#### [Passage]
----

In our law, the prosecution, in calling all their witnesses as to substance of the offence must have certainty and unanimity in what they testify, if there are divergent testimonies in this regard by these witnesses such divergent testimonies will result in what is known as contradictions. Unless such contradictions are resolved they lead to doubt, the benefit of which must be given to the accused person. But in the instant case there are facts from both the two classes of witnesses as done by the trial judge that greatly supported the case for the defence and by rejecting even in some cases partly the testimonies of some so-called “official witnesses”, it did great injustice to the case for the accused who is now the appellant. For example, the appellant said he was attacked by some members of the large crowd, just as the traffic warden who was beaten unconscious but in his case the attempt was to snatch his rifle from him. In the process the only four bullets inside accidentally discharged, wounding him in the ear and killing the dawodu brothers.

At that stage, he had no more ammunition in the rifle and to frighten everybody off he had to threaten with the empty gun by waving it from right to left. Of course everybody ran away and he was able to escape. Without considering the depth of this evidence by the appellant and the so-called “official prosecution witnesses”, the point was totally missed as to the crux of the defence. Looked at as a whole, this failure of the trial judge to dispassionately look at all evidence in accordance with the law robbed him the opportunity to prevent his decision leading to injustice.

----

#### [Data extract]
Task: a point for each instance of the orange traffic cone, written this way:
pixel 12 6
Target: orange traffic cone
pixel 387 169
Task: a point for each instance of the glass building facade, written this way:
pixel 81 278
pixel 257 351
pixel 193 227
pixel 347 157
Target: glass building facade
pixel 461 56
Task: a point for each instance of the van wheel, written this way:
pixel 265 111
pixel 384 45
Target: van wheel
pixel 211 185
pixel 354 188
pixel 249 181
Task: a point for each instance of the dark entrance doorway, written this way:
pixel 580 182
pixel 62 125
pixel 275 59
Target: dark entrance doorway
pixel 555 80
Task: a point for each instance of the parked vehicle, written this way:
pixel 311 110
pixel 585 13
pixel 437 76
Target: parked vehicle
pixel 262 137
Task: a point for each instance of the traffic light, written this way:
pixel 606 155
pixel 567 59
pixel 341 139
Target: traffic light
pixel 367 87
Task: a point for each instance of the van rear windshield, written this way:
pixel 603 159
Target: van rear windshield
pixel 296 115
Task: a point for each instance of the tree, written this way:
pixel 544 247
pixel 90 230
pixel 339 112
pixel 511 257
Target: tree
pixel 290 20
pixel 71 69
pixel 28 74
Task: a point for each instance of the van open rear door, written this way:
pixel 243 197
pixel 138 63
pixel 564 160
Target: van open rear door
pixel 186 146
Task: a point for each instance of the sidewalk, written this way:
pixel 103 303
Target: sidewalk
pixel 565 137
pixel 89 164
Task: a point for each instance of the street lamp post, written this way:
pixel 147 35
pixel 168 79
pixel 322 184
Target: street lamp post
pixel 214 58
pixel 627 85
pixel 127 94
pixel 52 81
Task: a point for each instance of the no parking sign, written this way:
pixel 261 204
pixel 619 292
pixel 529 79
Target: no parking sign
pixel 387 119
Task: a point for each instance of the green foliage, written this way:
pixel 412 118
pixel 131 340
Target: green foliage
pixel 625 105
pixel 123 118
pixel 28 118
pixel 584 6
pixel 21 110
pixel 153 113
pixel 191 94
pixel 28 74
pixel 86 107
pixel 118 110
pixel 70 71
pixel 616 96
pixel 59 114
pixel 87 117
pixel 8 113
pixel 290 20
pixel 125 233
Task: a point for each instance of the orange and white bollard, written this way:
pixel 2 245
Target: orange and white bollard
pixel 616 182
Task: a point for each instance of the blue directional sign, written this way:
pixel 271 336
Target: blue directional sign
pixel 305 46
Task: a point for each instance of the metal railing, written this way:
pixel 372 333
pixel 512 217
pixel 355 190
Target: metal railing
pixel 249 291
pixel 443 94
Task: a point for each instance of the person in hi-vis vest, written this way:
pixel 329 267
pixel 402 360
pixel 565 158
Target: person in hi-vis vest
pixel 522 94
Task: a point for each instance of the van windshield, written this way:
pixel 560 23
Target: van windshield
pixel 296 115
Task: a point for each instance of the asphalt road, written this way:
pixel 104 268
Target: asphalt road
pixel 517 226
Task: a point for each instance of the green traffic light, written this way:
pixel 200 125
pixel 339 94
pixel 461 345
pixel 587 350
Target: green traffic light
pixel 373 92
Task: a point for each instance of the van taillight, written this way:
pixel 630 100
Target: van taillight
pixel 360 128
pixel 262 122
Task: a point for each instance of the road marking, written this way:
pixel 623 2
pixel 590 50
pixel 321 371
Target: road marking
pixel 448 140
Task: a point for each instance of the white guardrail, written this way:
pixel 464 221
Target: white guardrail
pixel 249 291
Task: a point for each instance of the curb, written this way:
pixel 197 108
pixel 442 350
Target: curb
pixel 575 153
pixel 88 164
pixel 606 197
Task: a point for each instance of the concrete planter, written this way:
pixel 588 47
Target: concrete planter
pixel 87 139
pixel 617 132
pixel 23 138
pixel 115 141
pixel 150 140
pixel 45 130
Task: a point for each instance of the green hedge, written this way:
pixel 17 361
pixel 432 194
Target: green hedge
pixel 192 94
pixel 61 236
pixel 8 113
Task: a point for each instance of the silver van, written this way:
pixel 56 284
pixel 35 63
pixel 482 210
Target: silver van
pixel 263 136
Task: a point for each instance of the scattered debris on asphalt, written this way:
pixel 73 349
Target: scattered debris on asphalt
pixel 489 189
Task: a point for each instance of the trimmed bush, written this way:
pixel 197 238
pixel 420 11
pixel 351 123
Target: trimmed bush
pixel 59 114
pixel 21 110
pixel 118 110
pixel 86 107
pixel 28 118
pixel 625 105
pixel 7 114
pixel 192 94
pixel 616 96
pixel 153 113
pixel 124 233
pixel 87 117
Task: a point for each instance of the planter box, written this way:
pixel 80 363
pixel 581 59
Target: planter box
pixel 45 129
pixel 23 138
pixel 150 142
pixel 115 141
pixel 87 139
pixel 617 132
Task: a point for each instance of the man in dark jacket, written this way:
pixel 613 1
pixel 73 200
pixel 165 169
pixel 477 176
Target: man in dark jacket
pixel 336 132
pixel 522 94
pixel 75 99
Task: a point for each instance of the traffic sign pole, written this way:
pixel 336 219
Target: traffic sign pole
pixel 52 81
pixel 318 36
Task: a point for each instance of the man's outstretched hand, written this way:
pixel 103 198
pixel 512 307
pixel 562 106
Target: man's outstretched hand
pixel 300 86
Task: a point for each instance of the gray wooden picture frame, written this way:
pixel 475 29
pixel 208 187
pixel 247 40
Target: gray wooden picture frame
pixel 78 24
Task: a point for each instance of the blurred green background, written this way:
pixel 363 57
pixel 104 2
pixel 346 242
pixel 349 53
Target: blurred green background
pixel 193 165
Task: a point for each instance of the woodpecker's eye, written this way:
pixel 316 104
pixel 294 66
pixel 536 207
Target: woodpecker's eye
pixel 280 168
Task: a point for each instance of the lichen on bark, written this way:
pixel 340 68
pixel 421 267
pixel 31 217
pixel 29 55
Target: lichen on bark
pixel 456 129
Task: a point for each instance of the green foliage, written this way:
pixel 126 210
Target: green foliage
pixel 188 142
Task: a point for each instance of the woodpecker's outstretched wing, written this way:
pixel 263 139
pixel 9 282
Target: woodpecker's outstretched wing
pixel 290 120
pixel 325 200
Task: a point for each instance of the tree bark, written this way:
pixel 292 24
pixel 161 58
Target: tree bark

----

#### [Task prompt]
Repeat word for word the portion of the judgment excerpt that opens with the words containing "At that stage, he" and closes with "leading to injustice.". The entries are not required for this work.

#### [Response to the exercise]
At that stage, he had no more ammunition in the rifle and to frighten everybody off he had to threaten with the empty gun by waving it from right to left. Of course everybody ran away and he was able to escape. Without considering the depth of this evidence by the appellant and the so-called “official prosecution witnesses”, the point was totally missed as to the crux of the defence. Looked at as a whole, this failure of the trial judge to dispassionately look at all evidence in accordance with the law robbed him the opportunity to prevent his decision leading to injustice.